Court of Appeals of Ohio, Tenth District

September 30, 2013

Edward F. Whipps, Trustee, Plaintiff-Appellee,
v.
James M. Ryan, Defendant-Appellant.

APPEAL from the Franklin County Court of Common Pleas, C.P.C. No. 05CVH-10-11685

James M. Ryan, pro se.

DECISION

CONNOR, J.

(¶ 1} Defendant-appellant, James M. Ryan ("Ryan"), appeals from entries of the Franklin County Court of Common Pleas confirming the sale of property and ordering deed and distribution; approving the receiver's final report; terminating the receivership and releasing bond; and approving the receiver's final application for approval of fees and costs. For the reasons that follow, we sua sponte dismiss the appeal for lack of final appealable order.

I. FACTS AND PROCEDURAL HISTORY

(¶ 2} This case concerns several parcels of land located on East Main Street in Columbus, Ohio ("the property"). The dispute over the property has spanned several years and has been extensively examined by our prior decisions. See Whipps v. Ryan, 10th Dist. No. 07AP-231, 2008-Ohio-1216 ("Whipps I "); Whipps v. Ryan, 10th Dist. No. 08AP-838, 2009-Ohio-2228; and Whipps v. Ryan, 10th Dist. No. 10AP-167, 2011-Ohio- 3300 ("Whipps II "). The following facts are relevant to the disposition of the instant appeal.

(¶ 3} In November 1990, Ryan and Michael F. Colley executed two promissory notes in favor of The Ohio Bank. The face amount of the first note was $130, 000, and the face amount of the latter note was $570, 000. At the same time, Ryan, Colley, and Fred H. Pitz executed an open-end mortgage, an assignment of rents, and a security agreement to secure the obligations under the promissory notes. In July 2001, Ryan and Colley executed a promissory note in favor of Sky Bank, with the face amount of $400, 000. The November 1990 mortgage secured the $400, 000 note. In August 2005, Colley quitclaimed all of his interest in the property to Edward F. Whipps ("Whipps") in trust. See Whipps I at 2-6.

-- Request 1 --
Please output the Ryan appeal decision from "James M. Ryan, pro" up to and including "final appealable order.", word for word.
-- Request 2 --
Pick up the Ryan appeal decision after its final sentence and continue writing it.

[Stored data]
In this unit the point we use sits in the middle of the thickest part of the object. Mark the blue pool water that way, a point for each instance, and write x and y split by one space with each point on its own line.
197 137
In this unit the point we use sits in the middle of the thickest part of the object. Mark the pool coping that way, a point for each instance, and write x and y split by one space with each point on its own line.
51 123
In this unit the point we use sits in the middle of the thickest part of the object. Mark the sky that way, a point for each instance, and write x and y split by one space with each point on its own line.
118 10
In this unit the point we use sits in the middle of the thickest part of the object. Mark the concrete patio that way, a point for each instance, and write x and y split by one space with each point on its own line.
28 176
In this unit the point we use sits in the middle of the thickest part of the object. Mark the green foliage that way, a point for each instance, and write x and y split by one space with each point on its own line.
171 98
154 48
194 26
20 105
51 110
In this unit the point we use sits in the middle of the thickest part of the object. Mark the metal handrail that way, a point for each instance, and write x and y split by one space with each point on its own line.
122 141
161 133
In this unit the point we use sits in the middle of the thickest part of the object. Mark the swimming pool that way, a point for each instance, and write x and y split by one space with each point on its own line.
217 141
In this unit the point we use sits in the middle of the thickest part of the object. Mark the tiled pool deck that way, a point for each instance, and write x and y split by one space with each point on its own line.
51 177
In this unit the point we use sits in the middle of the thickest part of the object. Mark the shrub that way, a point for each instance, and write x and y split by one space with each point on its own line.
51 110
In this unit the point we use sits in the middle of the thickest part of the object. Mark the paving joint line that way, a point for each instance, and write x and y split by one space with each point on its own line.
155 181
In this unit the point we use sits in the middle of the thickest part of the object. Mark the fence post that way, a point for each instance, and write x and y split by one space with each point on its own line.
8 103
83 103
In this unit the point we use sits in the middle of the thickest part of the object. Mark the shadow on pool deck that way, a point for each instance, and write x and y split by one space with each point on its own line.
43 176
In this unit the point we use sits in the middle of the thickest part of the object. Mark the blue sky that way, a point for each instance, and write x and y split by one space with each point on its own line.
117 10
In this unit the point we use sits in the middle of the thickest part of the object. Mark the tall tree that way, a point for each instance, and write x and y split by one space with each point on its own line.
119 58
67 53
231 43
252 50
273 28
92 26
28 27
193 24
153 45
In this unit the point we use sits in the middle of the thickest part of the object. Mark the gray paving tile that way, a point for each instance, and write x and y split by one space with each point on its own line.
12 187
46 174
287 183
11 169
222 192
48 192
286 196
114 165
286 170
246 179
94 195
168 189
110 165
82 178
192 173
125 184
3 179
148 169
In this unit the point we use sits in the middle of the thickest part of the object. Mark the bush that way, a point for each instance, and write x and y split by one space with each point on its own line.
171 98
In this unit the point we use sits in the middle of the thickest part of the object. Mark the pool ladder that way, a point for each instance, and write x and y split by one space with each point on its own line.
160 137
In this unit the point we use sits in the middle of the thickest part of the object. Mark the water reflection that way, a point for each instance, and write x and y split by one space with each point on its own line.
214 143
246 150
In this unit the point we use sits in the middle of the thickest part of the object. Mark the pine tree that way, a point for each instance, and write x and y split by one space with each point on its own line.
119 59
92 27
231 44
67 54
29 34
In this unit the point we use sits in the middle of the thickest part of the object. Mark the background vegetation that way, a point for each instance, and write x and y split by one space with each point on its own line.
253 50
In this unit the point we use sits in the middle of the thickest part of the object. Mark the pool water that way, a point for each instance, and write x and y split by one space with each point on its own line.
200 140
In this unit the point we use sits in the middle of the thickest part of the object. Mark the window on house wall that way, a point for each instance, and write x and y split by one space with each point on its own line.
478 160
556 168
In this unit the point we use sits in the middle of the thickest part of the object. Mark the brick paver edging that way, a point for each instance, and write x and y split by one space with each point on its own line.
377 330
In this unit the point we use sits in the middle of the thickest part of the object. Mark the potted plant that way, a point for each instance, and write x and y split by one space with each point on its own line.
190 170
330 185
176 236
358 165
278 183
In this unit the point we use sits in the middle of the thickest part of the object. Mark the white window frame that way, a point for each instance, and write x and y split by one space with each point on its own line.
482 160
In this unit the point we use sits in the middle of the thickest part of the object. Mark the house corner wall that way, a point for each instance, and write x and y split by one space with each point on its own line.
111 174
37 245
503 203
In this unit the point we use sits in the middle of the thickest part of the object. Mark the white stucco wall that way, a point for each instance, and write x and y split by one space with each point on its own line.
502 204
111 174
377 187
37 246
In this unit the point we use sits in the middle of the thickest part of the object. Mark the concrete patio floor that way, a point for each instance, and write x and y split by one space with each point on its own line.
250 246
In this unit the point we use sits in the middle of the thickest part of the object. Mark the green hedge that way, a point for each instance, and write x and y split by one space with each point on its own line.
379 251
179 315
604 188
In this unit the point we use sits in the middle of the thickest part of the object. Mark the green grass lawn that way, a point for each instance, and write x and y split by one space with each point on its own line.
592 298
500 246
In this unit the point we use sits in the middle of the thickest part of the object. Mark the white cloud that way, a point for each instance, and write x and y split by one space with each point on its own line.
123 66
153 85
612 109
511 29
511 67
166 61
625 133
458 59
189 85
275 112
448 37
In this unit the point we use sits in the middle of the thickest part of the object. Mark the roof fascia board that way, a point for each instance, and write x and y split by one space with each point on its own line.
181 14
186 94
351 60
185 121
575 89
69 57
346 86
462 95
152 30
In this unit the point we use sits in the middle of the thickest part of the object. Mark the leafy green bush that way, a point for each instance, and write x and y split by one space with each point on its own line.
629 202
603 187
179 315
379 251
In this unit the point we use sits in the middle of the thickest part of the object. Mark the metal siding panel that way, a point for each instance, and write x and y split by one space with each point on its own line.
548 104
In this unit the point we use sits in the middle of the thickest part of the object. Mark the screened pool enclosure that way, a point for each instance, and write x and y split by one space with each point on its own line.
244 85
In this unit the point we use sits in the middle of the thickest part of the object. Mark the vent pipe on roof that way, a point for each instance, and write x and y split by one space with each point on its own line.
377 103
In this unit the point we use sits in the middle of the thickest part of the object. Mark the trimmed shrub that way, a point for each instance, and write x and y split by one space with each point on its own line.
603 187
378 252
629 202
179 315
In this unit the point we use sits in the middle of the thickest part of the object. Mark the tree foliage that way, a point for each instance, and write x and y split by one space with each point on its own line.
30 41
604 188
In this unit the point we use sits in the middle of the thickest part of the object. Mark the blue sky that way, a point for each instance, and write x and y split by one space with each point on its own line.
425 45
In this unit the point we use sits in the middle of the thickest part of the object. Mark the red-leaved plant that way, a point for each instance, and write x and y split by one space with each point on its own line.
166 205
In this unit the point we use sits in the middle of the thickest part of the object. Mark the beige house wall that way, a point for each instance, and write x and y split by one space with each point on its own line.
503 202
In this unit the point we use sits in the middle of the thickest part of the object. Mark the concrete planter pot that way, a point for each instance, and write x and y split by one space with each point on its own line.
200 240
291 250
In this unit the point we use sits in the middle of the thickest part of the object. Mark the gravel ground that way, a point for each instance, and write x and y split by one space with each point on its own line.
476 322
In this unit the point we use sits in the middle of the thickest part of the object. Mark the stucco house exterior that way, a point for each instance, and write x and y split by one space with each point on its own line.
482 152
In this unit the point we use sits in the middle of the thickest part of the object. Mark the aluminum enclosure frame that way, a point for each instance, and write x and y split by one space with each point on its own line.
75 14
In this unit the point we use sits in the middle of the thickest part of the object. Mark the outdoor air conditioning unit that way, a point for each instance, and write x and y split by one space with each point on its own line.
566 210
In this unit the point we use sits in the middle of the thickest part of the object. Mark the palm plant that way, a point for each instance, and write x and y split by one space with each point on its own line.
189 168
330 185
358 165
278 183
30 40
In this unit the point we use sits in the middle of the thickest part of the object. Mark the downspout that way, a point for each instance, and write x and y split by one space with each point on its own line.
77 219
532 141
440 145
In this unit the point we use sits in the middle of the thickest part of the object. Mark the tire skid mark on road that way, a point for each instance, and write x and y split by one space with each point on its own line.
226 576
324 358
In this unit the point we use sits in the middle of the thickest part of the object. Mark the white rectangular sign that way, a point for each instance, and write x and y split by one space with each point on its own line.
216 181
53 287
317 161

-- Final result 1 --
James M. Ryan, pro se.

DECISION

CONNOR, J.

(¶ 1} Defendant-appellant, James M. Ryan ("Ryan"), appeals from entries of the Franklin County Court of Common Pleas confirming the sale of property and ordering deed and distribution; approving the receiver's final report; terminating the receivership and releasing bond; and approving the receiver's final application for approval of fees and costs. For the reasons that follow, we sua sponte dismiss the appeal for lack of final appealable order.

-- Final result 2 --
(¶ 4} In October 2005, Whipps filed a complaint for partition against Ryan. On January 17, 2006, Ryan filed an answer and a counterclaim against Whipps for contribution. Ryan's counterclaim asserted that he had made substantial improvements to the property, paid real estate taxes, and made mortgage payments, thereby benefitting Whipps' ownership interest in the property. Whipps replied to Ryan's counterclaim, asserting that the counterclaim was barred by the doctrines of laches, waiver, accord and satisfaction, and estoppel.

(¶ 5} In January 2006, Sky Bank filed a complaint for money damages against Ryan and Colley regarding the $130, 000 note. Sky Bank alleged that it was the successor in interest to The Ohio Bank, and that Ryan and Colley had defaulted on the promissory note. Colley filed an answer to Sky Bank's complaint and filed a cross-claim against Ryan. Colley's cross-claim alleged that Ryan breached an agreement with Colley, whereby Ryan had agreed to manage the property, account for rental income, and pay expenses associated with the property. Ryan filed an answer to Colley's cross-claim acknowledging the management arrangement, but denying that he had breached the agreement. Ryan also filed a cross-claim against Colley, asserting a claim in quantum meruit for Ryan's management services and claiming that Colley breached an agreement Colley had with Sky Bank and Ryan by failing to make payments on the note.

(¶ 6} On February 7, 2006, Sky Bank filed a motion to intervene in the partition action, noting that it held a mortgage on the property which was the subject of the partition action. The trial court granted Sky Bank's motion to intervene, and Sky Bank filed an answer to the partition complaint, as well as a cross-claim and counterclaim for foreclosure.

(¶ 7} Ryan answered Sky Bank's cross-claim for foreclosure on July 5, 2006. Ryan also filed a third-party complaint against Colley, alleging that Colley was jointly liable as a joint maker on the instruments which were the subject of the foreclosure action, and that Colley was liable to Ryan for contribution. Colley filed an answer to the third-party complaint.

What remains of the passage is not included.